[[ Records supplied open ]]

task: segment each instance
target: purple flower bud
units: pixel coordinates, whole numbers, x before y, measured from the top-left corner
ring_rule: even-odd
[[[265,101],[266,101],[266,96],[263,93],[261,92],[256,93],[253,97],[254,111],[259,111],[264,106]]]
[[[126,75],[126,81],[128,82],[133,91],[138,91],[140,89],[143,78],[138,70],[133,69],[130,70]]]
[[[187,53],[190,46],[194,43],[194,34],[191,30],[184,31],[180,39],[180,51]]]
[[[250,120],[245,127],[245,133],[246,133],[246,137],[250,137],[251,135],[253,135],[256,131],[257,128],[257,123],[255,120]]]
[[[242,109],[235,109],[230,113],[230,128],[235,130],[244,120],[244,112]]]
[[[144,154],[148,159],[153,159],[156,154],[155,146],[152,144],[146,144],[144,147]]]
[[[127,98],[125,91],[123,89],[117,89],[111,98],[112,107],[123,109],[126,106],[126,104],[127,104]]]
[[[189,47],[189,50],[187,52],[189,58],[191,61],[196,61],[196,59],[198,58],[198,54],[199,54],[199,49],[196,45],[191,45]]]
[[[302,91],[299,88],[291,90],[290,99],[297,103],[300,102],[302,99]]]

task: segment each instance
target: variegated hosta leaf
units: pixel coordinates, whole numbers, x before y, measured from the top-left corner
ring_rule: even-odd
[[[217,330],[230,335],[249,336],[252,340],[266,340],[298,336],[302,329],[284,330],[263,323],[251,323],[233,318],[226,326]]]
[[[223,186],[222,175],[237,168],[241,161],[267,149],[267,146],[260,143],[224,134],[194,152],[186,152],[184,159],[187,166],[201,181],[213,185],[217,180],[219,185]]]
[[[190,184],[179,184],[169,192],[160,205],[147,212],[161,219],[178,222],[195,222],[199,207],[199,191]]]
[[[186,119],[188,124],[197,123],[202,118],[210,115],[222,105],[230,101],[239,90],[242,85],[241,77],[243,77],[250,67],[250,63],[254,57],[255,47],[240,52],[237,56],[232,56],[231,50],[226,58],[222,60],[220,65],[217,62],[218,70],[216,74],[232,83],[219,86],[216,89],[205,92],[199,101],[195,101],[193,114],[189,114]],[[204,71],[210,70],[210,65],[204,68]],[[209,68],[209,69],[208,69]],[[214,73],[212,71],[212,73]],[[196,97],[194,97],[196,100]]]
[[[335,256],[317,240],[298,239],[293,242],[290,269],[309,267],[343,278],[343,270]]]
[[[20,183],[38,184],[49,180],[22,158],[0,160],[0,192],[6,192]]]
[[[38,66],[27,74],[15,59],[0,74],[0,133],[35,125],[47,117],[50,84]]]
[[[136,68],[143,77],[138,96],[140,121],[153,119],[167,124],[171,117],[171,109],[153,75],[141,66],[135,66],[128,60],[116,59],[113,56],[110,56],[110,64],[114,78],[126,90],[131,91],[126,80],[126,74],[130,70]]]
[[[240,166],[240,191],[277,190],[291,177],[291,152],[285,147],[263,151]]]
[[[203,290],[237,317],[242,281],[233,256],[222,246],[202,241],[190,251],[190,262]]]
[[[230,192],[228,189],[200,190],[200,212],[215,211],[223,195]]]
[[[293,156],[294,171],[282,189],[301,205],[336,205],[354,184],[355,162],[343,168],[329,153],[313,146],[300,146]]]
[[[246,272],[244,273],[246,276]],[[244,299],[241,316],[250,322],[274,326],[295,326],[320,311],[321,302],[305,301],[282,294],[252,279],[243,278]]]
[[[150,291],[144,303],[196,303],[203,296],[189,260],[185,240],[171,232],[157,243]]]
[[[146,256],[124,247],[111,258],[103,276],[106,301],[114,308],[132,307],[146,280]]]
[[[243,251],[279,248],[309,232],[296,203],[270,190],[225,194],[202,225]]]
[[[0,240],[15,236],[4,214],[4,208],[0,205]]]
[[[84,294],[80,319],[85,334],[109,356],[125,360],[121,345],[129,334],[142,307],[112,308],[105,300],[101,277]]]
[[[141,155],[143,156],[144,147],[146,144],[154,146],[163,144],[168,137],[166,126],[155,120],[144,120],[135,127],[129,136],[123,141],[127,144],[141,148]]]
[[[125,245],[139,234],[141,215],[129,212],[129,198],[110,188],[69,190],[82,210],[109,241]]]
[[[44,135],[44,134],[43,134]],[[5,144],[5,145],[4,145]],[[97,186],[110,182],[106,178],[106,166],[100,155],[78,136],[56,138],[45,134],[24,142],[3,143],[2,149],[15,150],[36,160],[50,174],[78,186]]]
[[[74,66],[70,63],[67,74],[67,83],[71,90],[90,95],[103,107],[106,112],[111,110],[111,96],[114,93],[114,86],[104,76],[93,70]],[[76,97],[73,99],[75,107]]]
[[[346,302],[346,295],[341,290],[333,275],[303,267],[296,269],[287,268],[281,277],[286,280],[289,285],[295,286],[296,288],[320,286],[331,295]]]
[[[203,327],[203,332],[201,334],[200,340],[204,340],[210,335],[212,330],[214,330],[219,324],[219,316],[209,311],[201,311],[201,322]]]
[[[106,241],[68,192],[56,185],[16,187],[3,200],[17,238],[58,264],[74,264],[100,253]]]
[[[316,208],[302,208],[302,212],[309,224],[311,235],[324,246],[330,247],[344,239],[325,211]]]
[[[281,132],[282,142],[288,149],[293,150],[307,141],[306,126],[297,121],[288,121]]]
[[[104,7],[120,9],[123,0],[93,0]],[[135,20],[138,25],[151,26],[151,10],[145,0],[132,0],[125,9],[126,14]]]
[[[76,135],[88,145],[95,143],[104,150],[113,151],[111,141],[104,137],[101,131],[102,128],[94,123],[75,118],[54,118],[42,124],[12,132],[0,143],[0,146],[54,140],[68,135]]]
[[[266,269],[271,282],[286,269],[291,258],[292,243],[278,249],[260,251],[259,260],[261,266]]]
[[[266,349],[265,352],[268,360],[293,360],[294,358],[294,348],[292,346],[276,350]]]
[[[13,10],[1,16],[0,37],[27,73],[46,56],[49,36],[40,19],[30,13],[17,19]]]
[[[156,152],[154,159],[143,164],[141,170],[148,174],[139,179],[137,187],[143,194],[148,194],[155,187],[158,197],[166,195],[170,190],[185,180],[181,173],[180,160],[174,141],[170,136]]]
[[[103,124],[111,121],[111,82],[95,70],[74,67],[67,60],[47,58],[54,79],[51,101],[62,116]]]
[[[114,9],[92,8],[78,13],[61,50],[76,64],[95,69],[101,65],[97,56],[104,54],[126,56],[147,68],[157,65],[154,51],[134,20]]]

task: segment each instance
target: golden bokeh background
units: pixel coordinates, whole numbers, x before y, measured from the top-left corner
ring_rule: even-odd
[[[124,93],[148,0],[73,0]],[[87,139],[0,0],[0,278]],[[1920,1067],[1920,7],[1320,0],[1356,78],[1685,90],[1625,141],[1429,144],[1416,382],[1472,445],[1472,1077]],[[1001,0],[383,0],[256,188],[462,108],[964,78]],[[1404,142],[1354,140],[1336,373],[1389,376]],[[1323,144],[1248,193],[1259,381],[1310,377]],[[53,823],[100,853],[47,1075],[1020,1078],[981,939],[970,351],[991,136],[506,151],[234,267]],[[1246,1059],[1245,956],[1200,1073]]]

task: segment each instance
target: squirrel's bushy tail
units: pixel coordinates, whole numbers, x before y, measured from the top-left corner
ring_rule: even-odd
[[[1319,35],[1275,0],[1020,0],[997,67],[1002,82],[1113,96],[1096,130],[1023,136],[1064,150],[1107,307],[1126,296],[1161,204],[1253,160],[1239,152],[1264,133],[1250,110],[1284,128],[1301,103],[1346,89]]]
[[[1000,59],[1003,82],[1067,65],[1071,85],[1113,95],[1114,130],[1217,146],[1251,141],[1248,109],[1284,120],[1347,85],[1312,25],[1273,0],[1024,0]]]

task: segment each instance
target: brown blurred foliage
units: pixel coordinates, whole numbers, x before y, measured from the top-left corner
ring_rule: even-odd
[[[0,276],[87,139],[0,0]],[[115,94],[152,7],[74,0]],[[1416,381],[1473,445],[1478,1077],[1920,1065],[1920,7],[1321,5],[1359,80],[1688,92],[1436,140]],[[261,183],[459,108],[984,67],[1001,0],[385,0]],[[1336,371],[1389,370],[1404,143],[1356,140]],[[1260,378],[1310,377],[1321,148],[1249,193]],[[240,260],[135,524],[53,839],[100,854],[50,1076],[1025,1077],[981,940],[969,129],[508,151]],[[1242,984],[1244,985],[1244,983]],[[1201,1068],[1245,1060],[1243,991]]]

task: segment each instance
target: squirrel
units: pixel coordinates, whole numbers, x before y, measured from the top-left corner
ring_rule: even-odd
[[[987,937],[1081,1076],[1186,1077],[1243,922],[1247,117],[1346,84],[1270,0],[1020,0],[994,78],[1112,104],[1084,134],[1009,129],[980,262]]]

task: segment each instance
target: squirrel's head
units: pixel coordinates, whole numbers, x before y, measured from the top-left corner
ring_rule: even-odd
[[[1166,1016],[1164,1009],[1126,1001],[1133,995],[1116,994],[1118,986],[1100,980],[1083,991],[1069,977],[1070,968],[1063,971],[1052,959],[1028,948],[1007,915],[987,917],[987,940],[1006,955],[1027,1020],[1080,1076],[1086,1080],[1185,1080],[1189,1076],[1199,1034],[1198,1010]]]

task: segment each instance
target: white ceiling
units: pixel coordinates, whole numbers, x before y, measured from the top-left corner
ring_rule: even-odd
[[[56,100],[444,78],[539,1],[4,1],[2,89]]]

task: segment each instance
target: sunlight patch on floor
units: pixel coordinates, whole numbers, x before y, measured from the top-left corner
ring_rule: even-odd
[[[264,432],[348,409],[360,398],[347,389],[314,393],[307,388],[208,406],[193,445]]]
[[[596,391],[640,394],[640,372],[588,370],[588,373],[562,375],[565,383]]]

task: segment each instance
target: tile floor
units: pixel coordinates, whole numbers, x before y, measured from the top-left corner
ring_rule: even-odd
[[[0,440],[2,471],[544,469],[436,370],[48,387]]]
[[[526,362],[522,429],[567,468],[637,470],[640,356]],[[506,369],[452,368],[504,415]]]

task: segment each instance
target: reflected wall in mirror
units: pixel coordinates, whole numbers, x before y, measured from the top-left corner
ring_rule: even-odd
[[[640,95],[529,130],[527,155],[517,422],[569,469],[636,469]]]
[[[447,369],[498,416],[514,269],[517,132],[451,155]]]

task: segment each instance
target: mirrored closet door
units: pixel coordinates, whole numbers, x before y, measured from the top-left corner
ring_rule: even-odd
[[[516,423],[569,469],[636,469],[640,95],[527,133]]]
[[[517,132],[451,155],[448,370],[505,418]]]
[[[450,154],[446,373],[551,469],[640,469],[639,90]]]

[[ Records supplied closed ]]

#### Problem
Your answer should be one number: the count of lines in the data above that include the word "squirrel".

#### Task answer
3